L’Homme qui plantait des arbres de Jean Giono, est un hymne à la nature autant qu’à l’aventure humaine dans ce qu’elle a d’essentiel et beau. A découvrir grâce à cette version superbement illustrée par Olivier Desvaux.
« Pour que le caractère d’un être humain dévoile des qualités vraiment exceptionnelles, il faut avoir la bonne fortune de pouvoir observer son action pendant de longues années. Si cette action dépouillée de tout égoïsme, si l’idée qui la dirige est d’une générosité sans exemple, s’il est absolument certain qu’elle n’a cherché de récompense nulle part et qu’au surplus elle ait laissé sur le monde des marques visibles, on est alors, sans risques d’erreurs, devant un caractère inoubliable. »
****************************************
Exercice court a. Recopiez l'extrait sur L'Homme qui plantait des arbres, tout ce qui va de « L’Homme qui plantait » jusqu'à « par Olivier Desvaux. », en remplaçant « version » par « édition ».
****************************************
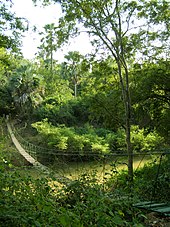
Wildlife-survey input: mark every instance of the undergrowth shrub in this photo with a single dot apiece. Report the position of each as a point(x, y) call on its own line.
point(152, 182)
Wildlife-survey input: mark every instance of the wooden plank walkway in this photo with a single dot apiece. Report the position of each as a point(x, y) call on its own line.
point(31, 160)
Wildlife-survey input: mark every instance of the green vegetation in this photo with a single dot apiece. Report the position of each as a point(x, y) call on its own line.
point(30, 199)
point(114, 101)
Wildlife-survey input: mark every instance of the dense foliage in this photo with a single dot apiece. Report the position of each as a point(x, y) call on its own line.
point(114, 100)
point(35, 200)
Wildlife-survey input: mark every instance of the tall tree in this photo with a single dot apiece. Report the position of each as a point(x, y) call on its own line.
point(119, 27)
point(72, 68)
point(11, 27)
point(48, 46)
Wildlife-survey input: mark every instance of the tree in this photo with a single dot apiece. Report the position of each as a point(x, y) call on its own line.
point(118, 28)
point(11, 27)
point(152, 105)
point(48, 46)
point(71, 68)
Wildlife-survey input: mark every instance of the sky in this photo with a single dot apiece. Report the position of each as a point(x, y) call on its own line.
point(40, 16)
****************************************
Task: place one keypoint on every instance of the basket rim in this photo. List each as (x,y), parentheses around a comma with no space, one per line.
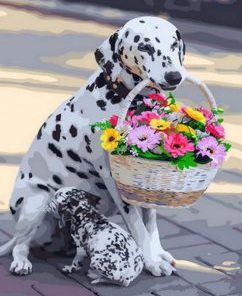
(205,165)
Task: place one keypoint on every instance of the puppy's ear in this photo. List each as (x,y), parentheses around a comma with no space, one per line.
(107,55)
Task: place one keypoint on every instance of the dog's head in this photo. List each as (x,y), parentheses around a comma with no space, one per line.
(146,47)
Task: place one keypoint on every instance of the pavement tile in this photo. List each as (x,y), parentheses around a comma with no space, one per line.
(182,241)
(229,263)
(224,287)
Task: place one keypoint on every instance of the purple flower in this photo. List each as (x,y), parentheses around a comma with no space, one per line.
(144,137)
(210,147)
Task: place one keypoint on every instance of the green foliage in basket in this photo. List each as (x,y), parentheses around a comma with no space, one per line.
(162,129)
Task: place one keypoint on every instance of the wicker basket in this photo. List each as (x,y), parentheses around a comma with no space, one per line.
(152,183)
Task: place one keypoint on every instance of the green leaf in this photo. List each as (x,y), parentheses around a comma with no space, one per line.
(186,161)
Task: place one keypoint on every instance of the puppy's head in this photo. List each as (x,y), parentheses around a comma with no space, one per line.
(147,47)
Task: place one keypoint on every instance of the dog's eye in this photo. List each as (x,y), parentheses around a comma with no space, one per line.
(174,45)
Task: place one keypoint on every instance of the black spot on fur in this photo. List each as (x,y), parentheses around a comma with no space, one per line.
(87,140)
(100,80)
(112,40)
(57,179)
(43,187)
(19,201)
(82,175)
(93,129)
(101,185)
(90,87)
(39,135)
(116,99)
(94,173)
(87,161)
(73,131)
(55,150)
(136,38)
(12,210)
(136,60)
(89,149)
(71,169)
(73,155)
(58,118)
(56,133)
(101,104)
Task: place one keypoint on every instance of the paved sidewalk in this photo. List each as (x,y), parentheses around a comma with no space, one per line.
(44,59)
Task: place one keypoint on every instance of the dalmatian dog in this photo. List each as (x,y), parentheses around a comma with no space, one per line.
****************************************
Exercice court b. Dans les enregistrements, décalez de 78 chaque coordonnée des points pour tout ce qui va de la ligne contenant « Wildlife-survey input: mark every instance of the undergrowth » jusqu'à celle contenant « point(114, 101) », ces deux lignes comprises. Recopiez uniquement ces lignes, y compris celles qui ne portent aucune coordonnée.

Solution rédigée a.
L’Homme qui plantait des arbres de Jean Giono, est un hymne à la nature autant qu’à l’aventure humaine dans ce qu’elle a d’essentiel et beau. A découvrir grâce à cette édition superbement illustrée par Olivier Desvaux.

Solution rédigée b.
Wildlife-survey input: mark every instance of the undergrowth shrub in this photo with a single dot apiece. Report the position of each as a point(x, y) call on its own line.
point(230, 260)
Wildlife-survey input: mark every instance of the wooden plank walkway in this photo with a single dot apiece. Report the position of each as a point(x, y) call on its own line.
point(109, 238)
Wildlife-survey input: mark every instance of the green vegetation in this photo with a single dot apiece. Report the position of each as a point(x, y) call on its own line.
point(108, 277)
point(192, 179)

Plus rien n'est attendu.